Work to complete:
Repeat, word for word, the part of the entries that runs from their start through the line containing "x=289 y=635", both ends included.

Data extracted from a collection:
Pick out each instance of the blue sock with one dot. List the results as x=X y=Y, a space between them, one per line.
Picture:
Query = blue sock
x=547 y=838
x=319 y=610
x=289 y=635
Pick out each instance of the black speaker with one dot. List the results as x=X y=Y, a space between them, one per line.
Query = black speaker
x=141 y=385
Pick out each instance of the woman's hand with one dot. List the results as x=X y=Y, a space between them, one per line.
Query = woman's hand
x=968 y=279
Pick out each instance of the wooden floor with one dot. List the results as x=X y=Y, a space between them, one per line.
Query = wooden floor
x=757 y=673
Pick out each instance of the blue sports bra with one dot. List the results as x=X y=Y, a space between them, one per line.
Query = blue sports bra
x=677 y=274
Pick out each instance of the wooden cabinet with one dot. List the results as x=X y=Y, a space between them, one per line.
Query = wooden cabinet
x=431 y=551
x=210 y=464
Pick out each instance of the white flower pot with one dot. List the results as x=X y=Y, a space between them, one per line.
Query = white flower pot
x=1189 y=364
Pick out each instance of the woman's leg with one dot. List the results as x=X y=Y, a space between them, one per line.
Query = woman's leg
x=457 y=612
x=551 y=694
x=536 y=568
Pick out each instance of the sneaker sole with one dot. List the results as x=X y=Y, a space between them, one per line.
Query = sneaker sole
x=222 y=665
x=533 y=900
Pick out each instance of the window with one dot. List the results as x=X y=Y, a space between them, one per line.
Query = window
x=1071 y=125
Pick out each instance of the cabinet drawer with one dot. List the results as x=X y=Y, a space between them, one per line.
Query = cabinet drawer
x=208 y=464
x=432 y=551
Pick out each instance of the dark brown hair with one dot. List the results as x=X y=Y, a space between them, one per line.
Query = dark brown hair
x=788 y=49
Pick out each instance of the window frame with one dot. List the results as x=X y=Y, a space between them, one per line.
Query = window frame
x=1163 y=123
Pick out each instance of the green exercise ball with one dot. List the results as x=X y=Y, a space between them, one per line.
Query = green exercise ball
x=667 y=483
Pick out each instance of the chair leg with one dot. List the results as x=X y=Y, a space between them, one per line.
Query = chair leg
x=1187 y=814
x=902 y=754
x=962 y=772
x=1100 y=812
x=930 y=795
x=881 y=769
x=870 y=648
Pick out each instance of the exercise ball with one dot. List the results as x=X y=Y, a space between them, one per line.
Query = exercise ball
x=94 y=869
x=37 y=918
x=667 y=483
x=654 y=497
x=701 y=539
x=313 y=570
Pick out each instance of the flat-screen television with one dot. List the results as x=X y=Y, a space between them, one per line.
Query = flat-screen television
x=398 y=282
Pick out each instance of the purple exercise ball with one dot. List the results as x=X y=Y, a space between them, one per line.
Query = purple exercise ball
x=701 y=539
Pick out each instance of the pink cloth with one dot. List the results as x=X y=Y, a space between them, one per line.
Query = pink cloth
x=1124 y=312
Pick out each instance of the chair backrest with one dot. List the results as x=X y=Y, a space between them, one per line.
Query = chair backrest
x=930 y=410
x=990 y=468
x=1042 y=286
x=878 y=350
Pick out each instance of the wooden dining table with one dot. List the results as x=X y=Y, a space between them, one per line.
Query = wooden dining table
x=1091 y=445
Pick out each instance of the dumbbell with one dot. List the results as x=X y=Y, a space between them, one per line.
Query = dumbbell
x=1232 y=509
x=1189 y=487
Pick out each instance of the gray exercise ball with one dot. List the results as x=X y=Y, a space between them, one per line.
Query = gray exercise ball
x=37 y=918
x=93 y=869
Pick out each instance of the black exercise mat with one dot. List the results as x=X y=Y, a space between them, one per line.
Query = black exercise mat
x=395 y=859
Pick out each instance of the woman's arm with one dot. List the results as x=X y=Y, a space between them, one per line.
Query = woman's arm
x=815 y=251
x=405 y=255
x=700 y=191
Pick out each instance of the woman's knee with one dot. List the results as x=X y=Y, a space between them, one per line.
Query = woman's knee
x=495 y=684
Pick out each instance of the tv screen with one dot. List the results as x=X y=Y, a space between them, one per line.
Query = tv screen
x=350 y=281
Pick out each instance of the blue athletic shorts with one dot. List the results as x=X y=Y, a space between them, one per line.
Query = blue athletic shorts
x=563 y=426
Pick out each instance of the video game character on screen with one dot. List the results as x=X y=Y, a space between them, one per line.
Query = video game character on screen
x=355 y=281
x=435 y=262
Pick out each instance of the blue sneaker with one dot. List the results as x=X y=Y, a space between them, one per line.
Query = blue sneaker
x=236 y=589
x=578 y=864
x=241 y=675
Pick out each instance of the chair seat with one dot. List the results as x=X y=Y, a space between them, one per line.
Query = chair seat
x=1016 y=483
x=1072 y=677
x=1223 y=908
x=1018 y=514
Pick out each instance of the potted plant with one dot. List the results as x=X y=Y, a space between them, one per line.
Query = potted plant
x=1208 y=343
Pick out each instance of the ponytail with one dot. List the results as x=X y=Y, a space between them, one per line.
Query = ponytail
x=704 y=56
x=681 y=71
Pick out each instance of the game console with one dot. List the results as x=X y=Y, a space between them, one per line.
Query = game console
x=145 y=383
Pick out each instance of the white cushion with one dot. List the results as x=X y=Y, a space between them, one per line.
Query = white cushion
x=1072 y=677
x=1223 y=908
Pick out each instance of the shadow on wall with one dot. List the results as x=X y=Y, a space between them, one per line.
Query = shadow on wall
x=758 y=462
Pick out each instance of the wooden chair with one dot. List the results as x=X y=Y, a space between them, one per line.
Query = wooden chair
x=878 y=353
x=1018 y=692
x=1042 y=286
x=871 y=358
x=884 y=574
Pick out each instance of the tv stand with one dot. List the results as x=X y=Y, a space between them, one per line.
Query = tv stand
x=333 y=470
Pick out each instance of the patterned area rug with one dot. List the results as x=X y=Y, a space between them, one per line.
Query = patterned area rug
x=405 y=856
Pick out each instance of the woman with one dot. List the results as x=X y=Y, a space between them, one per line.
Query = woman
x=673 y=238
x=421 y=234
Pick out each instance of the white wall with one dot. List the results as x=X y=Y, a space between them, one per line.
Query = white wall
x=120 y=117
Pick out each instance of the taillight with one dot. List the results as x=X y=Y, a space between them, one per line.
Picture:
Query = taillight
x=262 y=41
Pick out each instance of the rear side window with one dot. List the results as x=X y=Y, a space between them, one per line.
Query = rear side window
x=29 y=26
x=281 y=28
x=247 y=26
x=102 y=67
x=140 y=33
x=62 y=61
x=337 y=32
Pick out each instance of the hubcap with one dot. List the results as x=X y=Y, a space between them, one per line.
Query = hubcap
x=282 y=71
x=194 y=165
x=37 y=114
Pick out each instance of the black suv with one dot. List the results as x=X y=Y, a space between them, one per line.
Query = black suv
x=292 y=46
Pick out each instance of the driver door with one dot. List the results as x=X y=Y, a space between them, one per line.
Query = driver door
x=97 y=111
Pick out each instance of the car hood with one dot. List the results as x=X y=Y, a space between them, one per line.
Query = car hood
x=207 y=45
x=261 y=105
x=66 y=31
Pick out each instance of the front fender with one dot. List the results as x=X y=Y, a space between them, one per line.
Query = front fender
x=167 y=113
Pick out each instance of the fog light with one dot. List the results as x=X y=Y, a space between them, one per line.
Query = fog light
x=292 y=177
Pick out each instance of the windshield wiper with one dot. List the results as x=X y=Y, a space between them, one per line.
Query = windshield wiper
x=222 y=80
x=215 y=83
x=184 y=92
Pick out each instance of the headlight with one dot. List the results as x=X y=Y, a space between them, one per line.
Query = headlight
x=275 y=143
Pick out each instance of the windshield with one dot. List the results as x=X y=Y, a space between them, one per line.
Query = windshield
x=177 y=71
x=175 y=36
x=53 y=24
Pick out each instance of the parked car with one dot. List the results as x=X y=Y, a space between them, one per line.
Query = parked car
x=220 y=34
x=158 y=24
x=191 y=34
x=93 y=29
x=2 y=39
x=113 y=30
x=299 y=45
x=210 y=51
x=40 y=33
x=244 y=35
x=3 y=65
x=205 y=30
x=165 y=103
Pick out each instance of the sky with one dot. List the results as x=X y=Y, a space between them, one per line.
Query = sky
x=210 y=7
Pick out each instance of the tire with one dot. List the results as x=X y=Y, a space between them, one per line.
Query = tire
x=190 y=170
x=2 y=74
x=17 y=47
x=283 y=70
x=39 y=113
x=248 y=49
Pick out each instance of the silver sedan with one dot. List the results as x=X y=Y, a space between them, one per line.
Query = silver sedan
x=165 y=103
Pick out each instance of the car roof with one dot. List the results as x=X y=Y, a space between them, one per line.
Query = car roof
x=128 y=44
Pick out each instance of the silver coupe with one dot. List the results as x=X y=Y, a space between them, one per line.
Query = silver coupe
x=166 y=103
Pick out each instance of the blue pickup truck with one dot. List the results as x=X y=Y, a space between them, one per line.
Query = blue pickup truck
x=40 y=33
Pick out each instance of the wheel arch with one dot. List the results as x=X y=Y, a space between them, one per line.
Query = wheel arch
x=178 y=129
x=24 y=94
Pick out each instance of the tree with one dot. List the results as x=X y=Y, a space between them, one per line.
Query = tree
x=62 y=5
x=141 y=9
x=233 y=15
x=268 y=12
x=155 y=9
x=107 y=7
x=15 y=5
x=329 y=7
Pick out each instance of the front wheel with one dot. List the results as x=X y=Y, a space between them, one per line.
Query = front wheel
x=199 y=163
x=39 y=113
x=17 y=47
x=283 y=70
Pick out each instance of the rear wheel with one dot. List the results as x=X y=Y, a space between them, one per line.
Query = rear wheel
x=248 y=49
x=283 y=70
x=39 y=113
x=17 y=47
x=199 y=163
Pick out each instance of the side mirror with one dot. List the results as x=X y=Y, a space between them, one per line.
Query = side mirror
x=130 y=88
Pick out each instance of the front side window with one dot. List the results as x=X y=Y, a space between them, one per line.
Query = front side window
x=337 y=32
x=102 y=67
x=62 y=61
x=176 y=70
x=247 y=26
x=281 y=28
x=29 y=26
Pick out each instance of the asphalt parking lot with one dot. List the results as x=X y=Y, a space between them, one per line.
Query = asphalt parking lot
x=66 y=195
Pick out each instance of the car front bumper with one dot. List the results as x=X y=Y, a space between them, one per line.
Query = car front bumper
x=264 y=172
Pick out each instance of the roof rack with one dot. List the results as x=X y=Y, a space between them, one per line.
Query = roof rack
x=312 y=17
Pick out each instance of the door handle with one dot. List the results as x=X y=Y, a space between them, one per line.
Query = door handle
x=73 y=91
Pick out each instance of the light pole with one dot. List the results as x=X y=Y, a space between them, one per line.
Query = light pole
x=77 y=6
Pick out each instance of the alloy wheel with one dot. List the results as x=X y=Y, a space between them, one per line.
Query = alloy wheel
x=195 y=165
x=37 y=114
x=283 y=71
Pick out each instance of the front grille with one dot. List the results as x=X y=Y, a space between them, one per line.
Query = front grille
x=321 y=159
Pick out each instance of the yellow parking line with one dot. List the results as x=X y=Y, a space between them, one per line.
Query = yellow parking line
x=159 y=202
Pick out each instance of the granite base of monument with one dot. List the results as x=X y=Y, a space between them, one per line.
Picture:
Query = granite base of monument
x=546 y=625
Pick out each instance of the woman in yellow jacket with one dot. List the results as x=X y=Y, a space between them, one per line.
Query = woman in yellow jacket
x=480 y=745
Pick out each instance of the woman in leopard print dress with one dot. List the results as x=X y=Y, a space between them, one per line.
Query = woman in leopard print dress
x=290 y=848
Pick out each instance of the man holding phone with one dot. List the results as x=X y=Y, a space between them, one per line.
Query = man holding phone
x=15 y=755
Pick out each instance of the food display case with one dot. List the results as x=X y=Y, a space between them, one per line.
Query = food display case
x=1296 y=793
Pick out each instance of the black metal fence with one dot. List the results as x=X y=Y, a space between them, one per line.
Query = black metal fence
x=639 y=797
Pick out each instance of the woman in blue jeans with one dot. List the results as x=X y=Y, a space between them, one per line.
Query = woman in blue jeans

Exercise solution:
Pick out each instance of the blue sock with one dot. List the results as x=X y=Y, a space between them, one per line.
Picture:
Query = blue sock
x=547 y=838
x=319 y=610
x=289 y=635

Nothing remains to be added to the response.